> SELECTED TEXT
Farewell, Economy Mail

Alas, bad news: the USPS is going to restructure their products next month. Unsurprisingly, “restructure” means more or less “eliminate the cheap ones and raise the prices on the others”. In particular, they are eliminating all Economy Mail (i.e. surface mail) products — the new products are all airmail. Their prices are a little higher than the current airmail prices — but, of course, a lot higher than the current economy mail prices.

Links: eBay announcement, USPS FAQ, new prices in PDF or HTML format.

[Update: a new version of the International Mail Manual has now been published on the USPS web site. Here's a direct link to the prices for mailing to Slovenia.]

For a person who, like me, likes buying books on eBay, shipping costs are often a very significant part of the total amount I have to pay for a book. Economy mail was a great thing — sure, it took them 6–10 weeks to get here, but it was cheap.

The thing I will miss most is undoubtedly the good old Economy Mail M-bag. M-bags work like this: the sender puts the books, or whatever it is that they're sending, in a stout postal sack and entrusts it to the tender mercies of the postal system. The latter, as far as I understand, simply waits until there happens to be some bit of space on some ship that they can stow the sack into. And in two to three monts, you get your book — plus the sack, so that I now have three or four of these sturdy sacks in the basement — I'm not yet quite sure what to use them for; they aren't quite large enough to be useful for disposing of a human cadaver (unless you care to carve it up and distribute it among two or three sacks), but they would do just fine for a cat or a moderately-sized dog; — but I digress. You get your books, in short, and all for the princely sum of $1 per pound of weight, 11 lbs. minimum charge, until a couple of years ago when they raised the sum to $1.05 per pound of weight.

> EXERCISE SET
**1.** In the post about the end of Economy Mail, what kind of mail are all the new USPS products?
**2.** Take the post about the end of Economy Mail further, picking up after its last sentence and keeping the same voice.
You won't need the data on this page.

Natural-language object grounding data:
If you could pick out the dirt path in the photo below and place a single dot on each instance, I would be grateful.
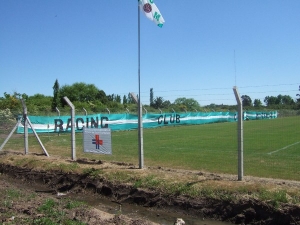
(245, 210)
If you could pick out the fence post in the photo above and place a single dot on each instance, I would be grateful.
(240, 135)
(25, 126)
(140, 130)
(72, 127)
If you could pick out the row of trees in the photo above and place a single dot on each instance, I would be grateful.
(271, 101)
(89, 97)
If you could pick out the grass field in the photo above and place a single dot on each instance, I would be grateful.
(271, 147)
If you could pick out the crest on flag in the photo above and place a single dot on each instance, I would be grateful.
(147, 8)
(151, 12)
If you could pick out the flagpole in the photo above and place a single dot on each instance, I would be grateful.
(140, 113)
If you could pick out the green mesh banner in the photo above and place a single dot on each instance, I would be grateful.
(130, 121)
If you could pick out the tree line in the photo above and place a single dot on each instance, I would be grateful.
(89, 97)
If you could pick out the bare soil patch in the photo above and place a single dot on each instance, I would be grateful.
(243, 210)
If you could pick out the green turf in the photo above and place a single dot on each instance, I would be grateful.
(271, 147)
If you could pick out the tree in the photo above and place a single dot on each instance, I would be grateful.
(287, 100)
(79, 92)
(257, 103)
(56, 98)
(270, 100)
(246, 100)
(298, 99)
(151, 97)
(101, 96)
(189, 103)
(130, 100)
(118, 98)
(124, 100)
(158, 102)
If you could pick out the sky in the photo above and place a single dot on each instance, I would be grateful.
(203, 50)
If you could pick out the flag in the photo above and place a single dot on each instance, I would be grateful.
(151, 12)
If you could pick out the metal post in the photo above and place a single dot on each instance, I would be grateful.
(240, 135)
(73, 153)
(25, 126)
(10, 134)
(57, 110)
(140, 130)
(140, 113)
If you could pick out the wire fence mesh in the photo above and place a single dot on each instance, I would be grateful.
(271, 146)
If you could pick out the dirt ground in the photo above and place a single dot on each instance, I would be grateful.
(243, 211)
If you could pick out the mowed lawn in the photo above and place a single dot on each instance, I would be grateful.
(271, 147)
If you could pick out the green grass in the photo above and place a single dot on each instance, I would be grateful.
(271, 147)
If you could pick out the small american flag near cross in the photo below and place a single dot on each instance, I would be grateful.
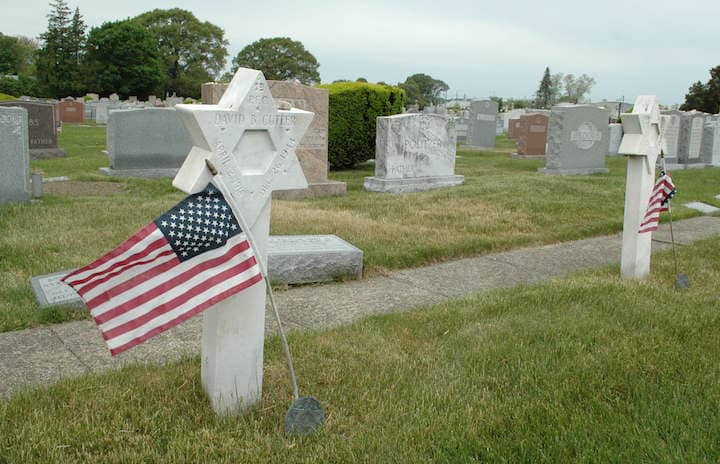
(185, 261)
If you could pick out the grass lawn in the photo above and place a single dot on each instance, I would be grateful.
(503, 204)
(588, 368)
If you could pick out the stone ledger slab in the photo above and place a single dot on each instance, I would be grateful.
(292, 259)
(149, 142)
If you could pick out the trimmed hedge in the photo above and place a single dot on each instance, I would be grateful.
(354, 107)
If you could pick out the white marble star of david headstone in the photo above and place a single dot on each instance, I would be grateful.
(250, 142)
(642, 131)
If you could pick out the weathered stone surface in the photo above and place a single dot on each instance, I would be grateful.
(615, 134)
(413, 152)
(532, 135)
(71, 111)
(482, 130)
(514, 126)
(710, 145)
(298, 259)
(14, 155)
(313, 148)
(42, 128)
(577, 140)
(150, 142)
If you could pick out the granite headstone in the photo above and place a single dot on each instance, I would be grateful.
(577, 140)
(414, 152)
(42, 128)
(14, 155)
(483, 129)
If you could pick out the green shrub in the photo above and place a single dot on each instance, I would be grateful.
(21, 86)
(354, 107)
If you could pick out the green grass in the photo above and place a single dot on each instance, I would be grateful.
(503, 204)
(588, 368)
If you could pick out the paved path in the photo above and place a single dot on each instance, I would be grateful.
(44, 355)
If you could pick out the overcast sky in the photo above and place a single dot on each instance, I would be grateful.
(479, 48)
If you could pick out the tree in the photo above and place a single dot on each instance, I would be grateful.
(544, 94)
(58, 60)
(122, 57)
(193, 52)
(8, 55)
(423, 90)
(279, 58)
(704, 97)
(577, 87)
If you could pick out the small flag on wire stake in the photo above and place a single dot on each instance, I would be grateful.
(185, 261)
(662, 193)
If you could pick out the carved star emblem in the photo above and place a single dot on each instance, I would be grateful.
(642, 131)
(248, 139)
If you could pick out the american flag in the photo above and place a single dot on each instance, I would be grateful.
(662, 193)
(185, 261)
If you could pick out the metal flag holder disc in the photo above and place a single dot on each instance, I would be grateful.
(306, 413)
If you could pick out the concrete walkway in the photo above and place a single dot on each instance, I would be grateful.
(47, 354)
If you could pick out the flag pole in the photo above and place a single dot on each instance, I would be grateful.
(220, 183)
(681, 280)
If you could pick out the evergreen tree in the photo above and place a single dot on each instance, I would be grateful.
(544, 95)
(58, 67)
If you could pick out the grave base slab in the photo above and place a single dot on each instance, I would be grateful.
(573, 172)
(417, 184)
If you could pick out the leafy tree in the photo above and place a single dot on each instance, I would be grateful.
(544, 94)
(423, 90)
(122, 57)
(26, 50)
(577, 87)
(193, 52)
(704, 97)
(8, 55)
(499, 101)
(279, 58)
(57, 64)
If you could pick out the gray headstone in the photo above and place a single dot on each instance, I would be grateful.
(292, 259)
(615, 133)
(577, 140)
(42, 128)
(710, 146)
(414, 152)
(150, 142)
(483, 129)
(14, 155)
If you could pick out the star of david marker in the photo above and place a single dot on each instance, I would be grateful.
(641, 143)
(252, 145)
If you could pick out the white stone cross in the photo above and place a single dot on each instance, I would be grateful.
(641, 143)
(252, 144)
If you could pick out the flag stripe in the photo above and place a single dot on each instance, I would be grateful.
(78, 277)
(156, 279)
(131, 322)
(120, 284)
(132, 268)
(662, 192)
(187, 315)
(190, 258)
(169, 290)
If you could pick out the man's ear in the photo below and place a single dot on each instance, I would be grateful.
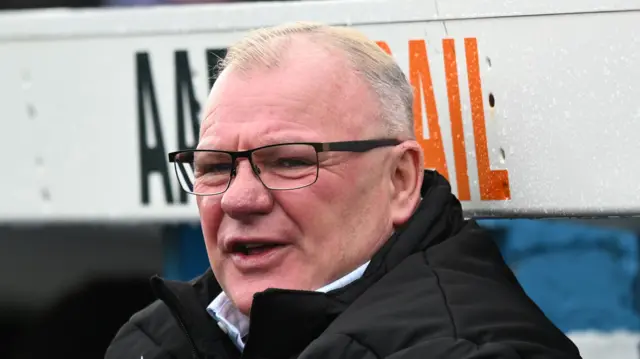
(407, 172)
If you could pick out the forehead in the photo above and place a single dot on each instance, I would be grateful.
(313, 95)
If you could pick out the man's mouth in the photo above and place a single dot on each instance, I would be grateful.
(254, 248)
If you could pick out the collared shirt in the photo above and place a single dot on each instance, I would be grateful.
(236, 325)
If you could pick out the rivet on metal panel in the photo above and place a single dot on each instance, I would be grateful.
(46, 195)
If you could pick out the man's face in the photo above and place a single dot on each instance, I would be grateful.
(323, 231)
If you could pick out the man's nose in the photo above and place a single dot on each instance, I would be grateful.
(246, 194)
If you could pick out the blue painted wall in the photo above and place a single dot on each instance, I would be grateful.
(582, 277)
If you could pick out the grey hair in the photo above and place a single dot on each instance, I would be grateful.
(384, 76)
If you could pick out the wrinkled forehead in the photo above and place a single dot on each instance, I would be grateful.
(313, 98)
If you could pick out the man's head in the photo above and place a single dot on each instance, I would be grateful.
(307, 83)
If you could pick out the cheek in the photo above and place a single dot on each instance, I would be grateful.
(210, 217)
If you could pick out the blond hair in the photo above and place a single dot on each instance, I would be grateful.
(264, 47)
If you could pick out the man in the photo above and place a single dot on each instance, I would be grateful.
(325, 235)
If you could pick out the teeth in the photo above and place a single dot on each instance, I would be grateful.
(254, 245)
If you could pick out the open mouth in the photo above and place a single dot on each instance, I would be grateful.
(254, 248)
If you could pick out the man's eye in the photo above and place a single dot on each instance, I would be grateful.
(293, 162)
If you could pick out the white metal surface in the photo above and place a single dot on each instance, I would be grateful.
(564, 76)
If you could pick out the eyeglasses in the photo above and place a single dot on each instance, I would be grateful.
(283, 166)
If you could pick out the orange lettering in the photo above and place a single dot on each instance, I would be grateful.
(384, 46)
(455, 113)
(494, 184)
(420, 77)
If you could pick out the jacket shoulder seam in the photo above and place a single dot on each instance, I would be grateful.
(444, 296)
(152, 339)
(364, 345)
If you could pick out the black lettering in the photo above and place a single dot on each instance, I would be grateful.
(213, 57)
(185, 97)
(152, 159)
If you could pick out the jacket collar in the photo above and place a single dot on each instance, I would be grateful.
(301, 316)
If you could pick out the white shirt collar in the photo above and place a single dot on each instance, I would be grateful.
(236, 325)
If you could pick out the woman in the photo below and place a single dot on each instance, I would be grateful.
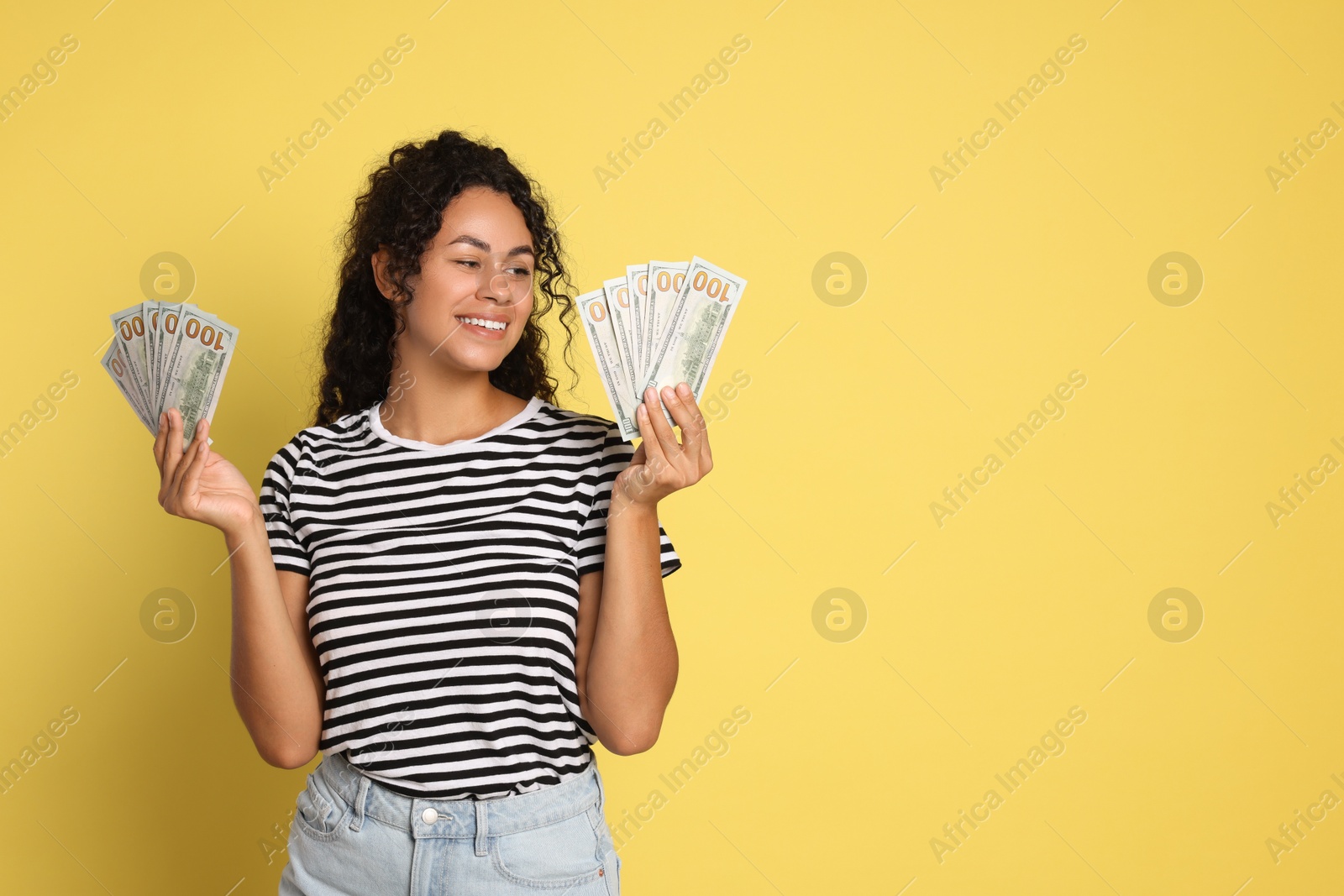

> PER-TASK ANSWERS
**1.** They are all airmail.

**2.**
By comparison, Airmail M-bag to Slovenia currently costs $3.70 per pound. In May, both Economy and Airmail will be replaced by “Priority Mail International”, which doesn't seem to offer M-bags, but there will also be “International Priority Airmail” with M-bags at $4.40 per pound. But plain Priority Mail International seems to be cheaper; just like now, when plain Airmail Parcel Post was cheaper than Airmail M-bags.

It seems there also exists “International Surface Airlift” (= slow airmail to the destination country, surface mail within the destination country) which will offer M-bags at $2.35 per pound in the new pricing scheme. However, although it's available for delivery to many countries, Slovenia doesn't seem to be one of them. Grrr.

Anyway, everything that is going to be available in the new pricing scheme is quite a bit more expensive than Economy Mail was in the old pricing scheme.

Chart of USPS Shipping Rates to Slovenia

On the upside, even under the new pricing scheme, the U$P$ is still cheaper than Roya£ Mai£ / Parce£force from the UK...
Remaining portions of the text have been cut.